▸ **PAGE EXCERPT**:
Can't scrape multiple review pages

Hi there,

I'm trying to scrape customer reviews for restaurants on Yelp. My scraper works partly, but seems to stop well before it's finished scraping all reviews for each restaurant. And I'm also getting duplicates of each review in my csv.

Process:

Yelp homepage for "Restaurants in Montreal" (Start URL)
https://www.yelp.ca/search?cflt=restaurants&find_loc=Montreal%2C+QC%2C+Canada

  1. Access restaurant link from homepage to scrape customer review data

  2. Here you can see I created a review-wrapper to allow me to access the same data for each review element + simple scrape action for title of shop

  3. I need the scraper to paginate through the homepage for all the different pages of the restaurant listings and links, and also paginate through the restaurant link, to access every review per restaurant.

Where am I going wrong? I appreciate any insight and am happy to clarify if anything isn't clear with my process.

▸ **RECORD EXTRACTS**:
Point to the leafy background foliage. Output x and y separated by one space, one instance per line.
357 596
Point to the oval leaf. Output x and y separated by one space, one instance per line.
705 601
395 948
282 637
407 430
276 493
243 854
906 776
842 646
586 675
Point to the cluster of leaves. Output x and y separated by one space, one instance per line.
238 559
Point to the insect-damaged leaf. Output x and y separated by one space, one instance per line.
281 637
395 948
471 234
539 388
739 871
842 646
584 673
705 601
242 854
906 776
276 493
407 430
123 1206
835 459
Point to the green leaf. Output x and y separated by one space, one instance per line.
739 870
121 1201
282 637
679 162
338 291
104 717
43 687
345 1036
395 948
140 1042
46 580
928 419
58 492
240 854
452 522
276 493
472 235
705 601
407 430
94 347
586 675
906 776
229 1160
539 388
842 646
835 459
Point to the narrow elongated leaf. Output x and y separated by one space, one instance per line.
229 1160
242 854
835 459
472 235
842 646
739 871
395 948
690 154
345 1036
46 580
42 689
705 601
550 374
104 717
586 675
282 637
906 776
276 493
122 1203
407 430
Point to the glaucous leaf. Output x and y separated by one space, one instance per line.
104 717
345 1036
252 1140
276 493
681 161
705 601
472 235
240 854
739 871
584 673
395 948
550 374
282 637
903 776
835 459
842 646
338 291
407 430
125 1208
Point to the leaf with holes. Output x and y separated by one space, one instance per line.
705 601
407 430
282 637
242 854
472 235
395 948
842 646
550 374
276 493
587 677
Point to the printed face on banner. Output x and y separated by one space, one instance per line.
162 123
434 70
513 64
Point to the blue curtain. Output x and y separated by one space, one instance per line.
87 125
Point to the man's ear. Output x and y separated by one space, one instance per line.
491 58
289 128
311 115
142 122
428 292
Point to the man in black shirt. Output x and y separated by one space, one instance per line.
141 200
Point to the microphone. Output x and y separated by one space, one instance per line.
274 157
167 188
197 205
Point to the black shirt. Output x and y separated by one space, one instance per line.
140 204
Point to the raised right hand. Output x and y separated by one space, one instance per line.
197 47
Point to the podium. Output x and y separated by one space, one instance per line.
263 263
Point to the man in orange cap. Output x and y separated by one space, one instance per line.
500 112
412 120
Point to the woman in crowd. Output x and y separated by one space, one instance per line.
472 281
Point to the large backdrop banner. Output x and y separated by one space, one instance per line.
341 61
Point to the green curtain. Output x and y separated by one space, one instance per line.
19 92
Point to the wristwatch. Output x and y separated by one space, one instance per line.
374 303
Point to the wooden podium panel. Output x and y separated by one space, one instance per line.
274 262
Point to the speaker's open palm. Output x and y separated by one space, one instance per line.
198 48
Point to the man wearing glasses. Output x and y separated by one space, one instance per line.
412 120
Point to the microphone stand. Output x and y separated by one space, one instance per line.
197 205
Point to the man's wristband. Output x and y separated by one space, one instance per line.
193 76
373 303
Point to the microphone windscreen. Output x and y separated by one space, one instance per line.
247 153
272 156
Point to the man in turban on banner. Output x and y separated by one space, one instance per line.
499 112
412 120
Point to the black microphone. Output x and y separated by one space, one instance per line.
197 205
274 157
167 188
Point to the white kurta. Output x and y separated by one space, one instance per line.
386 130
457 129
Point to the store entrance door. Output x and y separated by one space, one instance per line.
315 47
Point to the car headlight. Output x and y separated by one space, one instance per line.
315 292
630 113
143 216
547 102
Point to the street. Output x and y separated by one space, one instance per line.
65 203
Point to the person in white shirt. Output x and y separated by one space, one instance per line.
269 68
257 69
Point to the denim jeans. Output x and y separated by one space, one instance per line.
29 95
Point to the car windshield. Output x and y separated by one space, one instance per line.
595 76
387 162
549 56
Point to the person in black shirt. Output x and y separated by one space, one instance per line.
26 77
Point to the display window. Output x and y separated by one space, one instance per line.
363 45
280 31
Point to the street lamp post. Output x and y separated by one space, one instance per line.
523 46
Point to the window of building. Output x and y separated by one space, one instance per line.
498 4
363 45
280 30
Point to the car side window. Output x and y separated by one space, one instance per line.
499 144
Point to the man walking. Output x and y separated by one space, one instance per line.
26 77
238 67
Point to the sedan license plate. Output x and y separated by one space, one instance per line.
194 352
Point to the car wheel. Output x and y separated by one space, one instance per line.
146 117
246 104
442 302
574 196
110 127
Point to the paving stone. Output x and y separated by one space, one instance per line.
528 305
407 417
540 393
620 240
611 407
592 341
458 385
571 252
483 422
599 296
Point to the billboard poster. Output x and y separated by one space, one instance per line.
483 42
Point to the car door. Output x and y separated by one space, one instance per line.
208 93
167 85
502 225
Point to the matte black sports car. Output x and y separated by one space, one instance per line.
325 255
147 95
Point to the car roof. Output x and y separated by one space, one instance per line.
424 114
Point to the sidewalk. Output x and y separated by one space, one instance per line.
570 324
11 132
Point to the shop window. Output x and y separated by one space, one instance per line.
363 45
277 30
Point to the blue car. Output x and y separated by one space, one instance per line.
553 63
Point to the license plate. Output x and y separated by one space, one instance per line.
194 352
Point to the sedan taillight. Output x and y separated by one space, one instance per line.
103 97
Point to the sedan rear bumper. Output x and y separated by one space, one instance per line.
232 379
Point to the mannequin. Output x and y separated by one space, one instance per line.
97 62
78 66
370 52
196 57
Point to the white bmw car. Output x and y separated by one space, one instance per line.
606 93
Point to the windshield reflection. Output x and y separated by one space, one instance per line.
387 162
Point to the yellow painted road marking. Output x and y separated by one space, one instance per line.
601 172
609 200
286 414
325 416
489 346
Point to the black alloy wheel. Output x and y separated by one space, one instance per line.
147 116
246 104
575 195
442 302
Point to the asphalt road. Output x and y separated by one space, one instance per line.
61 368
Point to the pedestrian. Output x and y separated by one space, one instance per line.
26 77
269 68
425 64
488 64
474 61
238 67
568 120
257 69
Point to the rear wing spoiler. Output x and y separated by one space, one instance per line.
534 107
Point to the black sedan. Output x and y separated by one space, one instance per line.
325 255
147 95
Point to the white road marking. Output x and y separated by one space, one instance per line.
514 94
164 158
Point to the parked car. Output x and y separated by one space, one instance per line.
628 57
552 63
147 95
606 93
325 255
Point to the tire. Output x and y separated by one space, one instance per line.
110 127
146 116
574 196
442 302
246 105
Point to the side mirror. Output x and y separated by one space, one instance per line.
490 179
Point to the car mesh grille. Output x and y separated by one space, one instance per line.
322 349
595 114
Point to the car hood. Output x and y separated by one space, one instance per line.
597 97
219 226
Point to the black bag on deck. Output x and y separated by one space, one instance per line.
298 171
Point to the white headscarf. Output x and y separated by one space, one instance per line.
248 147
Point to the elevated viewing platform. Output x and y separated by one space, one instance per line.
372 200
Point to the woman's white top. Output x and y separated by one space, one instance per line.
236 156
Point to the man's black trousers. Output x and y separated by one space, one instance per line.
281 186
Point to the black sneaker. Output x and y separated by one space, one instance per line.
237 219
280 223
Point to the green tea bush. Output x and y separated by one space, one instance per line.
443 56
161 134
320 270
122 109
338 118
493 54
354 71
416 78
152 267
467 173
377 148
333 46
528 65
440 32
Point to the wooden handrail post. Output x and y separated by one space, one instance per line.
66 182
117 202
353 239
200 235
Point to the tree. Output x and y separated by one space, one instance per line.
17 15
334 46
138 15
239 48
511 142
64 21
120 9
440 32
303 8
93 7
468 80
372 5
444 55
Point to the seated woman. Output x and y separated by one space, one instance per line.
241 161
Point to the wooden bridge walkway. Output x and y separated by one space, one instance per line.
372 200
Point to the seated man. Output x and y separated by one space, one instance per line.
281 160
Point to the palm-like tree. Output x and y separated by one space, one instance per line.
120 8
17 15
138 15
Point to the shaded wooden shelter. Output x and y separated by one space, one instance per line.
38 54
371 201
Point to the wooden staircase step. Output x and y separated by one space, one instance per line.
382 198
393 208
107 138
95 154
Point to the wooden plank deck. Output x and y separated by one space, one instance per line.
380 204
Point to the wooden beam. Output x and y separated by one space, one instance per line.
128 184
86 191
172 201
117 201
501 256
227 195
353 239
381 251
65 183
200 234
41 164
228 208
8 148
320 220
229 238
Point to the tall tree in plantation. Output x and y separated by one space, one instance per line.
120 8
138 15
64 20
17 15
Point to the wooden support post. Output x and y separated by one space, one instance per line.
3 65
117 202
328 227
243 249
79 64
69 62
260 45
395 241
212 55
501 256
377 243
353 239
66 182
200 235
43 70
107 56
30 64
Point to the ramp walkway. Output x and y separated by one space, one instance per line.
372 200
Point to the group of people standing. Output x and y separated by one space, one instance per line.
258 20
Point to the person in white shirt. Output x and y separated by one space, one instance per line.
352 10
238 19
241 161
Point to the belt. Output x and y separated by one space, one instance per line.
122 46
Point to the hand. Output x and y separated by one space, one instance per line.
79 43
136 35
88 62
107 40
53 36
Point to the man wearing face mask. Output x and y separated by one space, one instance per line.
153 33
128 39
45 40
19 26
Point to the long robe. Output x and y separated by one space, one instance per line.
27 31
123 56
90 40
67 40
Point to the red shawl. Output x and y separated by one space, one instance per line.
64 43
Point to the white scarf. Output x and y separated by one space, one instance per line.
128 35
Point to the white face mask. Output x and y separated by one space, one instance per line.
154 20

▸ **STATED GOAL 1**:
Answer from the forum post on scraping Yelp reviews:
(a) Reviews for restaurants in which city are being scraped?
(b) What did the poster create to reach the same data for each review element?
(c) Besides the scraper stopping early, what problem shows up in the csv?
▸ **STATED GOAL 2**: Please count the lines of the rows that contain the string "shirt", matching case, and give only the number.
The rows and the forum post come from unrelated sources.

▸ **CORRECT RESULT 1**:
(a) Montreal
(b) A review-wrapper
(c) Each review is duplicated.

▸ **CORRECT RESULT 2**: 5